:: Stated problem ::
All of the records listed below should be retyped exactly.

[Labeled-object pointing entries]
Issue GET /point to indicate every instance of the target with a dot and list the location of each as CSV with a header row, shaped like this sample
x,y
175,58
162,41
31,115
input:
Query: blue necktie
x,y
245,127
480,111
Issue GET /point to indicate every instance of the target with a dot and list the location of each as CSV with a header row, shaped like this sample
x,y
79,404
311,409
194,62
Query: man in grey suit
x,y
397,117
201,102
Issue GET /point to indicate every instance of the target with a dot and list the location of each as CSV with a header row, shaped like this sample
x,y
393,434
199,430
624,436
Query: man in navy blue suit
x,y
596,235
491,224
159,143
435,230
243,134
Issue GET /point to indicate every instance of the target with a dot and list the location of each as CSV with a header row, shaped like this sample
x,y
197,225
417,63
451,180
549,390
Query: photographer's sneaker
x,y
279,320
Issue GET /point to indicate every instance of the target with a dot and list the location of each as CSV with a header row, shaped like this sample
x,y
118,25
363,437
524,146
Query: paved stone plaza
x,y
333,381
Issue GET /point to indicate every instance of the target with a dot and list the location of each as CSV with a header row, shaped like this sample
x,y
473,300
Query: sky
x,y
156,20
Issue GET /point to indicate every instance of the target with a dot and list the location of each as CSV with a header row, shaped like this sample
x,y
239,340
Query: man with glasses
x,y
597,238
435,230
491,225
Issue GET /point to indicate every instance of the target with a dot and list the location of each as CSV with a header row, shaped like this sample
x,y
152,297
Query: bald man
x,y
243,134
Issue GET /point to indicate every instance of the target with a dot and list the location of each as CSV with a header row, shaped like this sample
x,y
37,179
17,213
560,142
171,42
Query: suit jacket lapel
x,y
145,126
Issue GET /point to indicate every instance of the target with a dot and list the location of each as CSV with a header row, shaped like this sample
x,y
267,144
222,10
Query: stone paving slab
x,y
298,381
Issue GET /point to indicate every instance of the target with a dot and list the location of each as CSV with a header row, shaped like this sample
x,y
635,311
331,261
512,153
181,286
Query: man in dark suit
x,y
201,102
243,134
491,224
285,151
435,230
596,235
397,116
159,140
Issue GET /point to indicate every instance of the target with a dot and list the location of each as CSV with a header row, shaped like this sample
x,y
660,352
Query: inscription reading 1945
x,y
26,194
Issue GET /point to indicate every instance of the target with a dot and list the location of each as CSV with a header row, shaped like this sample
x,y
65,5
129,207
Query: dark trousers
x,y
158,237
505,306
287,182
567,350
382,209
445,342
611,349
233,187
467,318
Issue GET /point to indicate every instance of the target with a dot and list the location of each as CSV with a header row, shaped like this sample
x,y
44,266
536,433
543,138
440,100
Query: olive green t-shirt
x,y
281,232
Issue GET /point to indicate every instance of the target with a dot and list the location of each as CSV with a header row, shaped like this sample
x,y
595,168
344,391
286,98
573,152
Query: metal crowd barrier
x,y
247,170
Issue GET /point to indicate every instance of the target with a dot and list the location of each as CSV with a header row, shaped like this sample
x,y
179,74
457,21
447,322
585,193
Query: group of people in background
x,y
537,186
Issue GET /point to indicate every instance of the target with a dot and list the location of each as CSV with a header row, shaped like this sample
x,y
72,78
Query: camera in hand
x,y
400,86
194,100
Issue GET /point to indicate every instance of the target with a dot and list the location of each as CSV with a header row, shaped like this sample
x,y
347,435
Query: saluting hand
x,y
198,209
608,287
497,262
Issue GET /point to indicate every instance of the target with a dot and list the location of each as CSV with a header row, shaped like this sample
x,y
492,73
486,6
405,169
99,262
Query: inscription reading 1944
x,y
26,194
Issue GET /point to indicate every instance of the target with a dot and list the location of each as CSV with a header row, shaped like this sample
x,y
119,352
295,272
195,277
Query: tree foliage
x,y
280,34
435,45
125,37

:: Response to the task ::
Issue GET /point to indicate every instance of the target with a dot and list the location of each as CSV with a header row, shaped like this sample
x,y
175,58
162,41
31,115
input:
Query: blue necktie
x,y
245,127
480,111
Issue GET /point to indicate every instance of the target with a dot and list the location of each as CSV with a header row, shaped like this sample
x,y
79,404
311,409
194,62
Query: man in grey suit
x,y
397,117
201,102
Issue GET /point to indicate every instance of the target with a dot and list the location of each as CSV with a header row, shaped like this sample
x,y
393,434
199,430
624,436
Query: man in navy blue suit
x,y
596,235
491,224
159,143
435,230
243,134
Issue GET /point to indicate every instance of the target with a dot and list the location of each as CSV with a header row, shaped like this sample
x,y
197,225
417,63
451,180
549,390
Query: photographer's sneaker
x,y
279,320
Issue GET /point to indicate every instance of the target with a dot and list the location of each as CSV with a header row, shaped like this sample
x,y
118,25
363,437
524,146
Query: paved stone plaza
x,y
333,381
Issue GET /point to indicate every instance of the target with a dot and list the location of each as CSV with a header row, shaped like this sample
x,y
473,300
Query: sky
x,y
156,20
Issue GET /point to indicate every instance of the target with a dot and list the location of each as CSV with a header row, shaped like this sample
x,y
239,340
Query: man with glasses
x,y
597,238
435,230
491,225
Issue GET /point to indicate every instance of the target with a dot and list the location of each as CSV with a header row, shaped like this sample
x,y
152,297
Query: bald man
x,y
243,134
Issue GET /point to indicate every instance of the target with a dot and list the location of each as CSV with a header row, shaped like this sample
x,y
37,179
17,213
560,142
171,42
Query: suit jacket lapel
x,y
145,126
Issue GET /point to indicate every instance of the target with a dot and list the location of each as CSV with a header row, shaped like this sample
x,y
267,144
222,10
Query: stone paving slab
x,y
298,381
Issue GET /point to indicate every instance of the target with a dot and list the location of each as CSV with a header row, shaped like this sample
x,y
635,311
331,261
512,153
181,286
Query: man in dark suit
x,y
201,102
243,134
491,224
285,151
435,230
596,235
397,116
159,140
Issue GET /point to indicate every instance of the target with a dot and list the location of each as CSV with a header row, shaped like this sample
x,y
660,352
Query: inscription reading 1945
x,y
26,194
Issue GET /point to indicate every instance of the target with a dot and list the location of each as CSV with a header row, shaped like this sample
x,y
65,5
129,207
Query: dark trousers
x,y
158,237
505,306
287,182
567,350
382,209
445,342
611,349
233,187
467,318
Issue GET /point to indicate every instance of the target with a dot and list the location of each as CSV with a header row, shaped like this sample
x,y
44,266
536,433
543,138
440,100
Query: olive green t-shirt
x,y
281,232
Issue GET /point to indicate every instance of the target with a dot and list the location of each as CSV with a header row, shaped like this sample
x,y
595,168
344,391
286,98
573,152
Query: metal crowd barrier
x,y
247,170
Issue GET /point to indicate every instance of the target with a dot and list the location of each as CSV with a header row, shaped like this sample
x,y
179,74
457,21
447,322
585,193
Query: group of people in background
x,y
537,186
Issue GET /point to indicate every instance of the target with a dot and list the location of each as CSV with a header row, shaped like this sample
x,y
72,78
Query: camera in hand
x,y
400,86
194,100
Issue GET /point to indicate every instance of the target with a dot and list the location of each as CSV with a header row, shaped like this sample
x,y
347,435
Query: saluting hand
x,y
198,209
608,287
497,262
Issue GET /point to indicate every instance of the target with a dot and list the location of each as CSV with a header row, shaped like this sample
x,y
492,73
486,6
405,169
99,262
Query: inscription reading 1944
x,y
26,194
Issue GET /point to indicate every instance of the target with a dot and list the location of each as CSV with a header row, shaped like this sample
x,y
119,352
295,272
195,277
Query: tree foliage
x,y
280,34
435,45
125,37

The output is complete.